▶ TEXT EXTRACT:

But our definition of predatory pricing has tended to vary over time. In the 1950s and 1960s, United States antitrust enforcers — and the courts — tended to view many forms of discounting as predatory. One sorry result was that actions that actually helped consumers were considered illegal practices.
But in the 1970s, that all changed, as legal scholars argued persuasively that anticompetitive behavior had to be defined in more rigorously economic terms, and that there needed to be a high standard of proof that monopolistic behavior was harming consumers. This became known as the Chicago School of antitrust theory, and in time, the courts embraced many of its theories.
One consequence is that today, it is almost impossible to bring a discounting case, even if it has exclusionary consequences. It is presumed by the courts that discounting benefits consumers. The only form of discounting that is now viewed by the courts as proof of predatory behavior is pricing below cost. When I spoke to Robert E. Cooper, a lawyer at Gibson, Dunn & Crutcher, who is representing Intel, he cited a series of Supreme Court cases, going back 20 years, that has come down in favor of discounting — even enormous discounts based on market share, which have the effect of excluding rivals. Intel insists that it doesn’t price below cost, and given the nature of these things — selling in huge volume brings Intel’s own costs down, thanks to economies of scale — it will be almost impossible to prove otherwise.
Does this mean that Intel is all warm and fuzzy when it is negotiating with the big computer manufacturers? Not remotely. Roger Kay, the president of Endpoint Technology Associates, and a very close observer of the Intel-A.M.D. wars, laid out a scenario to me that he thought likely. A computer manufacturer sees its market share declining. When it comes time to negotiate a new microprocessor contract with Intel, it is told that its volume has diminished so much that it can not longer get the same big discounts it has come to depend on for its own profits. But, the Intel salesman adds, if the company is willing to shift more business to Intel, and increase the volume a little, it will still get the discount. Naturally, the company agrees.

▶ MATERIAL:

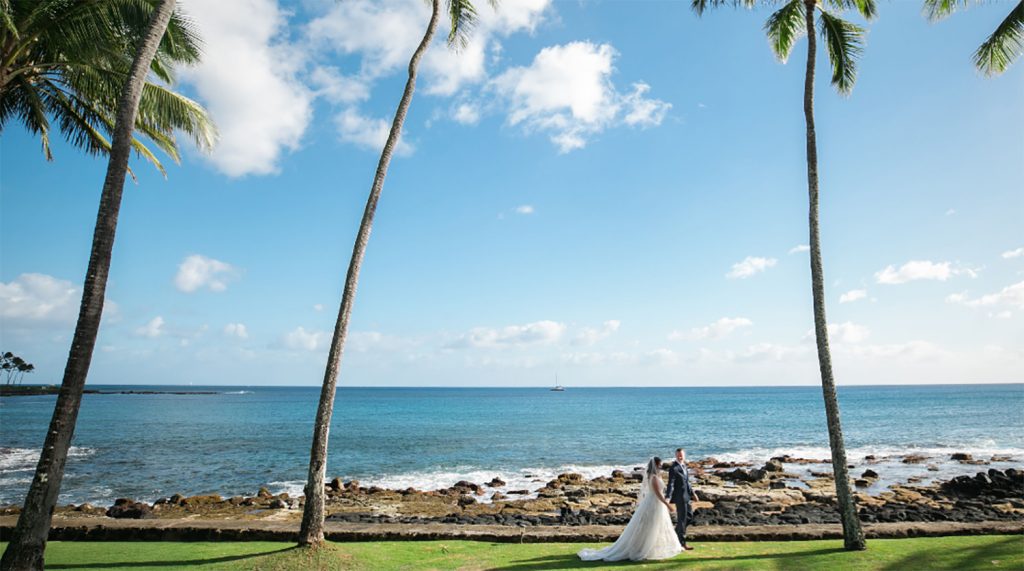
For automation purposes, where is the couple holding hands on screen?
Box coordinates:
[579,448,699,561]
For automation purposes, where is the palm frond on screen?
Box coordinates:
[447,0,477,50]
[765,0,807,63]
[925,0,970,21]
[821,10,864,94]
[690,0,758,16]
[0,0,18,39]
[974,0,1024,76]
[138,83,217,150]
[0,0,216,172]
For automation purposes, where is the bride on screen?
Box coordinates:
[579,456,683,561]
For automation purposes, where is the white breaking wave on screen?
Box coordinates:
[711,440,1024,465]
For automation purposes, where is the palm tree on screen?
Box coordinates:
[692,0,876,550]
[0,0,215,175]
[0,0,208,571]
[299,0,497,546]
[925,0,1024,76]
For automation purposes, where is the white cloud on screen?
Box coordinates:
[309,65,370,103]
[572,319,622,345]
[135,315,164,338]
[839,290,867,303]
[640,348,679,366]
[335,107,414,157]
[727,343,809,363]
[0,273,118,327]
[181,0,312,177]
[836,341,944,360]
[874,260,978,286]
[449,320,566,348]
[490,42,671,152]
[452,103,480,125]
[306,0,551,147]
[669,317,754,341]
[725,256,778,279]
[623,82,672,127]
[174,258,238,294]
[946,281,1024,309]
[819,321,871,343]
[0,273,81,322]
[281,326,331,351]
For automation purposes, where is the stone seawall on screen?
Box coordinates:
[0,517,1024,543]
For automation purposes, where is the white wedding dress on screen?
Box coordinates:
[579,460,683,561]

▶ WORK TO BE COMPLETED: Set down, word for word, the part of the antitrust passage above that opens with the words containing "But in the 1970s, that" and closes with "of its theories.".

▶ EXPECTED ANSWER:
But in the 1970s, that all changed, as legal scholars argued persuasively that anticompetitive behavior had to be defined in more rigorously economic terms, and that there needed to be a high standard of proof that monopolistic behavior was harming consumers. This became known as the Chicago School of antitrust theory, and in time, the courts embraced many of its theories.